### [Problem statement]
Can you copy every one of the items below word for word?
++++++++++++++++++++
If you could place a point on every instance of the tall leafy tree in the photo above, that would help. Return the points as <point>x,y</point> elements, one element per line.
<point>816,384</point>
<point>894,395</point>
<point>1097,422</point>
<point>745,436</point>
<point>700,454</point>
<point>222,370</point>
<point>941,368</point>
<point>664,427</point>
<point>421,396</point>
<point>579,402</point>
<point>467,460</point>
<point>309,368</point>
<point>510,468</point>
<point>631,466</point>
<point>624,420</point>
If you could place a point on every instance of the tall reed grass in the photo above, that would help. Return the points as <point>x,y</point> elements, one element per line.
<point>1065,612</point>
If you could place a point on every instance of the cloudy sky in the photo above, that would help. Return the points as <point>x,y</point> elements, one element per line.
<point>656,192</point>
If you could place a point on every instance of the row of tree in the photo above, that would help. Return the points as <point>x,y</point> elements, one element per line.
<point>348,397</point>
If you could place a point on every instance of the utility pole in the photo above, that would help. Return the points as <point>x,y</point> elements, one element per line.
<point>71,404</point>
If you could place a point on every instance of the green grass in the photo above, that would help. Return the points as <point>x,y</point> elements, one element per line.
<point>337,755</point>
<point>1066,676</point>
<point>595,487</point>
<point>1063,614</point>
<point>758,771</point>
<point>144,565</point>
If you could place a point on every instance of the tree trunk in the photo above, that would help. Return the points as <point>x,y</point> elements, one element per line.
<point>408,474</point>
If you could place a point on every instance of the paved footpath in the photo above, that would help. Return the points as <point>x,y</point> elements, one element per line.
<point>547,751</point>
++++++++++++++++++++
### [Reply to the task]
If you could place a point on every instance of the tall leafy tree in the photo above, that would help. Return the points as <point>x,y</point> elements, one element per line.
<point>816,384</point>
<point>894,395</point>
<point>1097,422</point>
<point>745,436</point>
<point>700,454</point>
<point>222,370</point>
<point>941,368</point>
<point>664,427</point>
<point>421,396</point>
<point>579,402</point>
<point>467,460</point>
<point>309,368</point>
<point>510,468</point>
<point>631,466</point>
<point>624,420</point>
If you could place a point on every instance of the tall reed grass in the photo above, that would help. Return the points as <point>x,y</point> elements, one element per line.
<point>1065,612</point>
If you could place a point on every instance of the cloudy sky in the photo above, that would help. Return the points as <point>x,y</point> elements, one element per line.
<point>656,192</point>
If you could place a point on every instance of the row of tree in the photo above, that would help. Return the points as <point>x,y</point> elements, one element per line.
<point>348,397</point>
If you could place a point on every instance of the utility pole in the photo above, that would help. Return the points as <point>x,y</point> elements, one element per line.
<point>71,404</point>
If you could place a point on every instance of the green grass in the photo above, that would help. Return the points as <point>x,y</point> elements, one element per line.
<point>337,755</point>
<point>1066,676</point>
<point>595,487</point>
<point>1063,614</point>
<point>758,771</point>
<point>144,565</point>
If you could place a point on every instance of the tree trunk in the photo above, that would help. Return the points as <point>x,y</point> elements, one element per line.
<point>408,474</point>
If you could place a point on every instance of the paved footpath in the photo above, that would help. Return the points as <point>x,y</point> elements, one element per line.
<point>547,751</point>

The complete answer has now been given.